§ GOAL OF THE EXERCISE
All entries are to be returned verbatim.

(Point localization data)
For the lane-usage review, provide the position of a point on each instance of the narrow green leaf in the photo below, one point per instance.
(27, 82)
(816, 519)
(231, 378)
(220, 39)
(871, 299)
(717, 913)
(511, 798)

§ ANSWER TO THE EXERCISE
For the lane-usage review, provide the position of a point on each instance of the narrow green leaf in the photo below, one point per instance.
(27, 82)
(816, 519)
(231, 378)
(220, 39)
(871, 299)
(717, 913)
(511, 798)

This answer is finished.